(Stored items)
□ □ □ □ □
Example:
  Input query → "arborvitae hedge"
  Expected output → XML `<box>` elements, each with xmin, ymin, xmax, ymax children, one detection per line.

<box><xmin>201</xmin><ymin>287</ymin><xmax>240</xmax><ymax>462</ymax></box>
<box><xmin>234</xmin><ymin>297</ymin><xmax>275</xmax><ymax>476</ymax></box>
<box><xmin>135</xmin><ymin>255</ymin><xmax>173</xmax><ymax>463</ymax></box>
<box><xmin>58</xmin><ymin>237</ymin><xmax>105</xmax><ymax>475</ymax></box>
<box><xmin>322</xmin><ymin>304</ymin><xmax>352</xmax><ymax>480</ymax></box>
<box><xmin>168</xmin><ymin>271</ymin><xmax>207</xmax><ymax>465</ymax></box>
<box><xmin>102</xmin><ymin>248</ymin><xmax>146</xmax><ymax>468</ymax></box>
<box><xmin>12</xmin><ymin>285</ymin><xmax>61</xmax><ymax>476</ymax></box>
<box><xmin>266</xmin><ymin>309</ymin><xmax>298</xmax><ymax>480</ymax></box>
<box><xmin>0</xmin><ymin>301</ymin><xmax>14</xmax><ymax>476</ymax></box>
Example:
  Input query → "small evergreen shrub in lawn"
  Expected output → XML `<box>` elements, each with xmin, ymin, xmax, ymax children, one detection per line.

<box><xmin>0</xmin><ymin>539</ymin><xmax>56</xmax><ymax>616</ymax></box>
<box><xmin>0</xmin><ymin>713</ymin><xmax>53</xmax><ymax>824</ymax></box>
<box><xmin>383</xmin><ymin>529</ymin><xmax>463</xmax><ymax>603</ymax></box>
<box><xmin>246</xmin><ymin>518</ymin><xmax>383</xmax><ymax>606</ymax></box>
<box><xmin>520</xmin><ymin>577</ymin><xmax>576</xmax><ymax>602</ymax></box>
□ □ □ □ □
What is needed: State how many lines of the stored items above contain the string "query", counting only matches in the same case. Give the number alone.

Exercise solution: 2